## WHAT TO PRODUCE
Lay out every line of the entries below as a Markdown table with the columns Row and Line, numbering the rows and skipping blank lines. Omit the pictures from the table.

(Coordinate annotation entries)
┄┄┄┄┄┄┄┄┄┄┄┄┄┄┄┄┄┄┄┄
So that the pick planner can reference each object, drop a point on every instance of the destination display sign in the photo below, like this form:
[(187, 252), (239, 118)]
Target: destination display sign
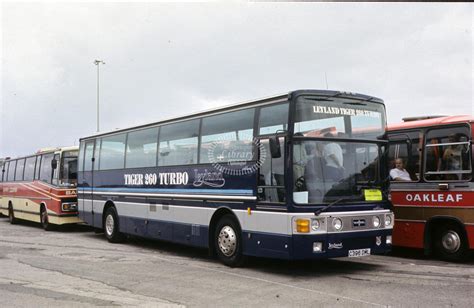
[(346, 111)]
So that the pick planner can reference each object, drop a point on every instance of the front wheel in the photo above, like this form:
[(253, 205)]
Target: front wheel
[(228, 241), (450, 243), (111, 226)]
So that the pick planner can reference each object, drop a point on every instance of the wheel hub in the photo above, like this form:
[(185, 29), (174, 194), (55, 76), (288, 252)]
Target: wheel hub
[(109, 225), (227, 241), (451, 241)]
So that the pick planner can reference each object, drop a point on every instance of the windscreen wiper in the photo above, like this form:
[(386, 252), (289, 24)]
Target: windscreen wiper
[(327, 206)]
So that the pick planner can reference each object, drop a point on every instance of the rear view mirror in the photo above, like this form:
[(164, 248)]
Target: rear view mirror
[(275, 147), (54, 164)]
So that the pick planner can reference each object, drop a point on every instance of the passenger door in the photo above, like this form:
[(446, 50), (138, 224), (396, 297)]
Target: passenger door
[(87, 183)]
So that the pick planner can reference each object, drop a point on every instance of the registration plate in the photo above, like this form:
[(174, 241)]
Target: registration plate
[(359, 252)]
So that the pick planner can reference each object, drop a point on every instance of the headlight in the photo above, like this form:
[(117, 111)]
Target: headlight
[(376, 221), (69, 206), (315, 224), (337, 223)]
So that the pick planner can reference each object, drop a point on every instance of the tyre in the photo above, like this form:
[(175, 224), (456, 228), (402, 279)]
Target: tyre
[(228, 241), (112, 227), (44, 219), (450, 243), (11, 215)]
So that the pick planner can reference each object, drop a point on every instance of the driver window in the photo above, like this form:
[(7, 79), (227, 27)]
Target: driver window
[(404, 157), (271, 178), (447, 154)]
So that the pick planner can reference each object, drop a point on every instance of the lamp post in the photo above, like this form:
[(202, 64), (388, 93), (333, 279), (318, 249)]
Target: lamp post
[(97, 63)]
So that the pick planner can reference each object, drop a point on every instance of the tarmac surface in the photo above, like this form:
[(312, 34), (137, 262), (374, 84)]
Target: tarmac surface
[(75, 267)]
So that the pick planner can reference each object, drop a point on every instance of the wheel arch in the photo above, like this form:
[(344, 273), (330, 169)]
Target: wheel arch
[(108, 204), (218, 214), (431, 227)]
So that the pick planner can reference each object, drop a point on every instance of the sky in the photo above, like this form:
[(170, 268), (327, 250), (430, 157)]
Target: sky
[(170, 59)]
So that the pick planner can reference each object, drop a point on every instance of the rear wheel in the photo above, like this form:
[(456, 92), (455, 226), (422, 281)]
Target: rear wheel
[(45, 219), (450, 243), (11, 215), (228, 241), (112, 227)]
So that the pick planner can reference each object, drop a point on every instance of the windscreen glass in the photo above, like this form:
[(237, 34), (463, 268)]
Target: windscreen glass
[(326, 171)]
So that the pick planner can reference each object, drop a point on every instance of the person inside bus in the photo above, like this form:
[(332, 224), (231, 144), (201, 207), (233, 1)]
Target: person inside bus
[(452, 157), (332, 153), (399, 173)]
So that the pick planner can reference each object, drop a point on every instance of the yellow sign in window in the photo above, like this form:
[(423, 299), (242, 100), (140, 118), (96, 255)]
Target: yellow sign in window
[(373, 195)]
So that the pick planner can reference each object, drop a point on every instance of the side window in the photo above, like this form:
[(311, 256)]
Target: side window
[(141, 148), (30, 168), (404, 156), (271, 184), (179, 143), (54, 179), (88, 154), (80, 160), (20, 167), (38, 166), (46, 171), (273, 118), (227, 137), (112, 152), (5, 171), (447, 155), (11, 171)]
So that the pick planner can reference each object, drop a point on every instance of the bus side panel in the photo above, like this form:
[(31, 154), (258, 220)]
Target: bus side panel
[(408, 234)]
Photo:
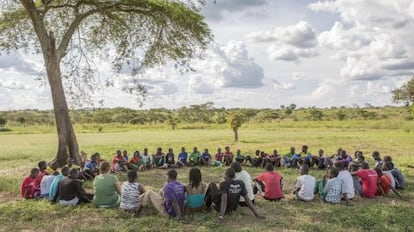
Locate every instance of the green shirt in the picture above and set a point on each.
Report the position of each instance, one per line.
(195, 156)
(104, 186)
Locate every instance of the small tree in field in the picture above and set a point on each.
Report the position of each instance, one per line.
(3, 121)
(236, 120)
(131, 34)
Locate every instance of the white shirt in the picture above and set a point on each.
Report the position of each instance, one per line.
(306, 183)
(247, 181)
(130, 195)
(347, 183)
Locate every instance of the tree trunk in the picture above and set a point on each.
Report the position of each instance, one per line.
(236, 134)
(67, 144)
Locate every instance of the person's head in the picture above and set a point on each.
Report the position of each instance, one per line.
┄┄┄┄┄┄┄┄┄┄┄┄┄┄┄┄┄┄┄┄
## ANSWER TO THE EXERCISE
| Row | Line |
|---|---|
| 1 | So that the pick planner can reference each object, drop a point on every instance of the destination display sign in the photo below, like this form: |
| 2 | [(187, 252), (239, 118)] |
| 3 | Target: destination display sign |
| 4 | [(346, 111)] |
| 5 | So that the pick planner can reference each object, drop a point on every instance of the front wheel in the photo above, like this form: |
| 6 | [(253, 205)] |
| 7 | Target: front wheel |
| 8 | [(228, 241), (450, 243), (111, 226)] |
| 9 | So that the pick planner can reference each object, drop a point on every instance of the wheel hub in the photo above, like this form: |
| 10 | [(185, 29), (174, 194), (55, 76), (288, 252)] |
| 11 | Target: wheel hub |
| 12 | [(109, 225), (227, 241), (451, 241)] |
| 13 | So that the pick planner can reference each object, drop a point on every instance of the windscreen wiper in the photo above, like this form: |
| 14 | [(386, 252), (289, 24)] |
| 15 | Target: windscreen wiper |
| 16 | [(327, 206)] |
| 17 | So that the pick planner can reference each object, drop a point on every instance of the rear view mirror in the photo above, like this form: |
| 18 | [(164, 248)] |
| 19 | Target: rear view mirror |
| 20 | [(275, 147), (54, 164)] |
| 21 | So that the pick planner can reference each object, drop a point on every instance of the passenger door in the photo above, like this form: |
| 22 | [(446, 50), (138, 224), (396, 297)] |
| 23 | Target: passenger door |
| 24 | [(87, 183)] |
| 25 | So that the pick planner can reference each object, drop a point on every instance of the registration plate in the photo above, like this form: |
| 26 | [(174, 241)] |
| 27 | Target: registration plate |
| 28 | [(359, 252)] |
| 29 | So that the pick planner can reference each object, drop a point on every instance of the headlight in the photo above, like this form: |
| 30 | [(117, 111)] |
| 31 | Target: headlight |
| 32 | [(376, 221), (69, 206), (315, 224), (337, 223)] |
| 33 | So that the pick planner can reference each object, drop a point on every instance of the tyre in the photo above, like this form: |
| 34 | [(175, 224), (456, 228), (402, 279)] |
| 35 | Target: tyre |
| 36 | [(228, 241), (112, 227), (44, 219), (450, 243), (11, 215)] |
| 37 | So that the pick planner can reference each object, drop a point on every instance of the driver window in the photo above, like this form: |
| 38 | [(7, 79), (227, 27)] |
| 39 | Target: driver window |
| 40 | [(404, 157), (271, 178), (447, 154)] |
| 41 | So that the pick planner can reference each object, drop a point on every instance of the lamp post in the photo above, like this form: |
| 42 | [(202, 64), (388, 93), (333, 279), (318, 249)] |
| 43 | Target: lamp post |
| 44 | [(97, 63)] |
| 45 | So that the pick planner can reference each object, drop a point on every instance of the tarmac surface in the photo above, like this form: |
| 46 | [(312, 34), (137, 262), (374, 84)] |
| 47 | Target: tarmac surface |
| 48 | [(75, 267)] |
| 49 | So that the pick planner can reference each object, drop a point on every instance of the wheel arch in the photo above, like this form: |
| 50 | [(344, 273), (330, 169)] |
| 51 | Target: wheel arch |
| 52 | [(108, 204), (218, 214), (431, 227)] |
| 53 | So that the pick planner can reference each object, drop a point on every instance of the sky in the photo above, like this form: |
| 54 | [(170, 268), (327, 250), (430, 157)] |
| 55 | Target: sky |
| 56 | [(170, 59)] |
| 57 | So that the pick planner can reference each object, drop a point on every instance of the rear wheel in the photo above, like this form: |
| 58 | [(456, 92), (455, 226), (422, 281)] |
| 59 | Target: rear wheel |
| 60 | [(45, 219), (450, 243), (11, 215), (228, 241), (112, 227)] |
| 61 | So that the pick planner can reference each object, drop a point on every instance of the windscreen glass in the photo above, like this form: |
| 62 | [(237, 34), (463, 268)] |
| 63 | Target: windscreen glass |
| 64 | [(326, 171)] |
| 65 | So that the pick planner can reference each object, drop a point on every instance of the person inside bus in the photo above, like this form: |
| 66 | [(332, 224), (231, 144), (201, 207), (233, 1)] |
| 67 | Target: person inside bus |
| 68 | [(452, 157), (332, 153), (399, 173)] |
| 69 | So that the pick planner can reference each object, drop a point on every instance of the yellow sign in window in the photo above, like this form: |
| 70 | [(423, 299), (242, 100), (140, 118), (96, 255)] |
| 71 | Target: yellow sign in window |
| 72 | [(373, 195)] |
| 73 | So that the pick planner can reference each object, drop a point on every instance of the side window in the photo above, like this form: |
| 74 | [(311, 256)] |
| 75 | Target: side window |
| 76 | [(141, 148), (30, 168), (404, 156), (271, 184), (179, 143), (54, 179), (88, 154), (80, 160), (20, 167), (38, 166), (46, 171), (273, 118), (227, 137), (112, 152), (5, 171), (447, 155), (11, 171)] |
| 77 | So that the pick planner can reference each object, drop a point on every instance of the bus side panel in the photo above, like this form: |
| 78 | [(31, 154), (258, 220)] |
| 79 | Target: bus side panel |
| 80 | [(408, 234)] |
| 81 | Photo: |
| 82 | Locate every instance of the green shirt in the picture above and set a point on each. |
| 83 | Report the position of each instance, one per line. |
| 84 | (195, 156) |
| 85 | (104, 186) |
| 86 | Locate every instance of the small tree in field in the picture above and set a point on each. |
| 87 | Report the position of each instance, one per line. |
| 88 | (3, 121) |
| 89 | (236, 120) |
| 90 | (131, 34) |
| 91 | Locate every instance of the white shirt in the picture above and set a point on each. |
| 92 | Report the position of each instance, one per line. |
| 93 | (306, 183) |
| 94 | (247, 181) |
| 95 | (130, 195) |
| 96 | (347, 183) |
| 97 | Locate every instance of the tree trunk in the picture above and set a point on each. |
| 98 | Report the position of each instance, one per line. |
| 99 | (236, 134) |
| 100 | (67, 144) |
| 101 | Locate every instance of the person's head in the picture above and set a point on each. |
| 102 | Report the position of each instance, one per line. |